SHORT TASK: Reproduce the data that follows in its entirety, character for character.

DATA:
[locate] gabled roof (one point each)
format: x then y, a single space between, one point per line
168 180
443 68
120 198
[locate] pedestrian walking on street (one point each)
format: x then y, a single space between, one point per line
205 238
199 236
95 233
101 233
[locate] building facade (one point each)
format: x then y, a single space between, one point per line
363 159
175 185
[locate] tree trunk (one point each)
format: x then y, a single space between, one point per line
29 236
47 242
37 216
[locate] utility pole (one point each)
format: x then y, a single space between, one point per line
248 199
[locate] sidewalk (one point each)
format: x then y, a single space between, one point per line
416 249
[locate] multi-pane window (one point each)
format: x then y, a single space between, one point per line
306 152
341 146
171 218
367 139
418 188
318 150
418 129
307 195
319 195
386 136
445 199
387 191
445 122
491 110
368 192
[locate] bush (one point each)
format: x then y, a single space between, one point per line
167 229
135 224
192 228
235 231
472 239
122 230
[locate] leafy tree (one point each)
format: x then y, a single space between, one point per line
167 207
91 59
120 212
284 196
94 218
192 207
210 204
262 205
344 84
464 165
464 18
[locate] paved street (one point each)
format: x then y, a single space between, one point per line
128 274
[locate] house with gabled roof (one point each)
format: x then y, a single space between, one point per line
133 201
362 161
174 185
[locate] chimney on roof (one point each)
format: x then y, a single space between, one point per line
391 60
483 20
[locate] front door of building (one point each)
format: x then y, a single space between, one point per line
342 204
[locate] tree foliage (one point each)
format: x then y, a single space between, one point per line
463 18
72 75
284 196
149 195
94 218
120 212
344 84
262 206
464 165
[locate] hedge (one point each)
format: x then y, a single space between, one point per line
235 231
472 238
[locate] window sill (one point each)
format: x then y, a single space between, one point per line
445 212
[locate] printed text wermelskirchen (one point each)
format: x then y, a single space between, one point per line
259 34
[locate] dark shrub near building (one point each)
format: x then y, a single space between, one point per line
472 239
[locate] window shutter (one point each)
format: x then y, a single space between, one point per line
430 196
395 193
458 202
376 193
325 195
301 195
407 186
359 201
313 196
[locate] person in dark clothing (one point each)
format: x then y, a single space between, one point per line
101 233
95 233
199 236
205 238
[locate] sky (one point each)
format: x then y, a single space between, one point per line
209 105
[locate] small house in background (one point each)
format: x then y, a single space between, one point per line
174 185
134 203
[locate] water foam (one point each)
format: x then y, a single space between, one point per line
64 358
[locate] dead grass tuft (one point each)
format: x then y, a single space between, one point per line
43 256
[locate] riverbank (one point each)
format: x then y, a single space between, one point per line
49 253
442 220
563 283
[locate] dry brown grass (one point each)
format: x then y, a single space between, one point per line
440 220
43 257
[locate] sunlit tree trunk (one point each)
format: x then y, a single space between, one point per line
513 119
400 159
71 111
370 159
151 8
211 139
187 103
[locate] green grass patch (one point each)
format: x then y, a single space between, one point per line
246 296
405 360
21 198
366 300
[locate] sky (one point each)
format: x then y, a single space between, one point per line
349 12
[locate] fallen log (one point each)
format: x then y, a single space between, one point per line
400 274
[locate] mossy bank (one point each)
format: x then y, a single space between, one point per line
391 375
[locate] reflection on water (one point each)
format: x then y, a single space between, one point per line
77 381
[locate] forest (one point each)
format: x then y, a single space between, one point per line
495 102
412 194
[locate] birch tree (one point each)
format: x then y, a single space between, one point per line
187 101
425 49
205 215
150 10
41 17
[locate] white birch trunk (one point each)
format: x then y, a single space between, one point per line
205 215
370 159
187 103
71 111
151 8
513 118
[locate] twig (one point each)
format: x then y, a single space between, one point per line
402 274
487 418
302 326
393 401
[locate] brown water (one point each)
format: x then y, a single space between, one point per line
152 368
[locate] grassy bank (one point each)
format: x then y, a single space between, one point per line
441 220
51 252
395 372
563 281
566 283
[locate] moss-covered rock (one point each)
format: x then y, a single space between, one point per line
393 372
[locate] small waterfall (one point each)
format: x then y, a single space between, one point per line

FULL OUTPUT:
[locate] gabled roof (one point each)
format: x then y, a single space between, one point per line
168 180
443 68
120 198
[locate] pedestrian walking on street (one point each)
format: x then y, a single space between, one point per line
205 238
199 236
95 233
101 233
[locate] building facade (one point each)
format: x then y, a single space between, one point per line
363 159
175 185
[locate] tree trunk (one point each)
format: x then y, a single space between, one point per line
29 236
47 242
37 216
[locate] utility pole (one point each)
format: x then y, a single space between, one point per line
248 199
[locate] sidewalk (one point each)
format: x then y, a single space between, one point per line
416 249
[locate] multi-pane window (one point each)
format: x then y, a single space between, one point per line
306 152
341 146
171 218
367 139
418 188
318 150
418 129
307 195
319 195
386 136
445 199
387 191
445 122
491 110
368 192
[locate] bush (one point each)
format: x then y, a single space between, one point per line
167 229
135 224
192 228
235 231
472 239
122 230
[locate] leafy tree (one point each)
format: x then y, a single space between, one point per line
167 207
91 59
120 212
284 196
94 218
192 207
210 204
262 205
344 84
464 165
464 18
[locate] paved street (one point each)
format: x then y, a single space between, one point per line
128 274
[locate] house with gabled roof (one point each)
format: x then y, a single space between, one point per line
133 201
362 161
174 185
[locate] chimney on roof (one point each)
format: x then y, a single space between, one point per line
391 60
483 20
[locate] front door of building (one point each)
format: x then y, a single space between, one point per line
342 204
[locate] tree foliage (one point each)
format: x then y, a single space between, one point per line
463 18
72 75
284 196
149 195
94 218
120 212
344 84
262 206
464 165
[locate] hedge (one point each)
format: x then y, a single space between, one point per line
235 231
472 238
[locate] window sill (one point each)
format: x then y, a single space between, one point per line
445 212
[locate] printed text wermelskirchen (one point each)
format: x then y, a single space between, one point per line
259 34
[locate] dark shrub near building (one point each)
format: x then y, a single space between, one point per line
472 239
[locate] window shutter (one point each)
format: x then y, a single space between, one point per line
430 196
395 193
458 202
376 193
325 195
301 195
407 186
359 201
313 196
[locate] person in dark clothing (one point each)
format: x then y, a single space between, one point per line
101 233
95 233
199 236
205 238
[locate] sky (one point each)
format: x then y, a single space between, one point per line
209 105
[locate] small house in background (one point each)
format: x then y, a single space between, one point per line
174 185
134 203
[locate] water foam (one point each)
format: x then y, a single space between, one point per line
64 358
[locate] dead grass tuft (one point each)
format: x then y, a single space between, one point per line
43 256
[locate] riverbank (one point each)
format: x then y, a single space between, one point per line
49 253
442 220
563 283
[locate] dry brown grass (one point each)
format: x then y, a single space between, one point per line
440 220
43 257
[locate] sunlit tree trunk (one point each)
format: x then y, a single space between, one point per line
513 119
400 159
71 111
370 159
151 8
211 139
187 103
[locate] green grass patch (one point each)
format: x then y, a single space between, one point per line
246 296
405 360
21 198
366 300
[locate] sky (one point each)
format: x then y, a single space between, one point per line
349 12
[locate] fallen log (one point each)
format: x then y, a single space between, one point per line
400 274
[locate] mossy bank (one point each)
format: x then y, a single space between, one point per line
391 375
[locate] reflection on water (one point each)
format: x then y, a single space between, one point per line
77 381
[locate] forest (one point each)
format: x then y, a single space between, one point per line
495 102
412 194
[locate] birch tree (one point each)
format: x then y, a single space between, one point per line
187 101
425 49
205 215
150 10
41 17
[locate] white birch trunk (one point each)
format: x then y, a single space between, one point per line
205 215
370 159
187 103
71 111
151 8
513 118
[locate] twig (one point each)
format: x then y, a single space between, one point per line
402 274
487 418
302 326
393 401
[locate] brown water (one point each)
format: x then y, a single space between, one point per line
152 368
[locate] grassy bank (one point each)
format: x then y, a single space between, one point per line
441 220
51 252
395 372
563 281
566 283
[locate] moss-covered rock (one point each)
format: x then y, a single space between, one point per line
393 372
[locate] small waterfall (one point each)
format: x then y, a single space between, one point per line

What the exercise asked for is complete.